● EXERCISE 1: In the Wild Shepherdess review, what do the guinea pigs in the Peruvian family's house eat?
● EXERCISE 2: Please write out the passage of the Wild Shepherdess review, starting with "And a third" and going on through "over quantity counts.".
● EXERCISE 3: According to the Wild Shepherdess review, why does the Peruvian family earn little from its alpaca fiber?

● SOURCE EXCERPT:
And a third sort of future was a farm where the farmers are what Humble called “very hippy-dippy”. The sheep lead very stress free lives, with a lot of interaction with people & many lambs hand-reared. So they’re happy sheep, and the farm wins awards for the quality of the meat. A future for the elite – where quality over quantity counts.

It was a fun series to watch, with lots of interesting stuff about how different people live as well as about the sheep (or alpacas).

Wild Shepherdess with Kate Humble; The Most Dangerous Man in Tudor England

The second episode of Wild Shepherdess with Kate Humble was all about alpaca farming in Peru. In the first half of the programme she stayed with a family who herd alpacas in a traditional way. To feed themselves they grow potatoes and keep guinea pigs. The guinea pigs have free reign of the house & are fed on the potato greens so they’re combination pet, recycler & dinner. According to Humble they taste like dark chicken meat. The alpacas are kept for their fibre – it’s not wool apparently, but that’s a technical distinction of some sort because it’s the equivalent of wool in all ways. The family shear the alpacas by hand with a kitchen knife, and then keep some of the fibre for themselves to spin and then make the very brightly coloured cloth that the region is famous for. The rest of the fibre is sold to a middleman who sells it on to the cloth industry. Because their herd is not pure-bred alpaca they don’t get much money for the fibre. In general their lives are hard, but they prefer it to moving to a city where the standard of living would in some ways be lower.

● ENTRIES SUPPLIED:
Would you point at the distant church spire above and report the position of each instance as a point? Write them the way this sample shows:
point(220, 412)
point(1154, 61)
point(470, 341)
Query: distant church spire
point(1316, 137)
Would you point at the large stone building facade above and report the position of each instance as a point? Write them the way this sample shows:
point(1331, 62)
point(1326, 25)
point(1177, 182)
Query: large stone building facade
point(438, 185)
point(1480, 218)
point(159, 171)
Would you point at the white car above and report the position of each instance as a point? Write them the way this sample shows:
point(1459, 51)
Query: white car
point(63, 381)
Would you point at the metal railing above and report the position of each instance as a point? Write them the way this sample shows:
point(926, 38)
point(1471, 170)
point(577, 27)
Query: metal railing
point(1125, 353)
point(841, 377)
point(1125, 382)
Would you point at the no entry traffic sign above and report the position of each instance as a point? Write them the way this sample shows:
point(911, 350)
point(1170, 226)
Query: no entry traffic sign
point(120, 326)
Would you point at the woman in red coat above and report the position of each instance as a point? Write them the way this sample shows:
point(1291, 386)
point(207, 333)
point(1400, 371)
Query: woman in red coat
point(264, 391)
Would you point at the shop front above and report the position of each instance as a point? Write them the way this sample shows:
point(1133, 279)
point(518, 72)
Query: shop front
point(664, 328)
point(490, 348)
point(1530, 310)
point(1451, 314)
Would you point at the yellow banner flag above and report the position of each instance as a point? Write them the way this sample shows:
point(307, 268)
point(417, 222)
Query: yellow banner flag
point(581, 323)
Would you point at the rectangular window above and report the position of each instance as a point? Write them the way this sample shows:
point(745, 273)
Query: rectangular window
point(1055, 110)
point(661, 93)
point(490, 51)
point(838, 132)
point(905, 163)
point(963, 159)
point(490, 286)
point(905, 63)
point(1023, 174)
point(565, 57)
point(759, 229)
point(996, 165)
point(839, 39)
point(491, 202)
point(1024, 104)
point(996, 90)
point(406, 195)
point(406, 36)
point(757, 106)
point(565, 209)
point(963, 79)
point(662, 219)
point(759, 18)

● ANSWER 1: Potato greens.

● ANSWER 2:
And a third sort of future was a farm where the farmers are what Humble called “very hippy-dippy”. The sheep lead very stress free lives, with a lot of interaction with people & many lambs hand-reared. So they’re happy sheep, and the farm wins awards for the quality of the meat. A future for the elite – where quality over quantity counts.

● ANSWER 3: Their herd is not pure-bred alpaca, so the fiber they sell to the middleman does not bring in much money.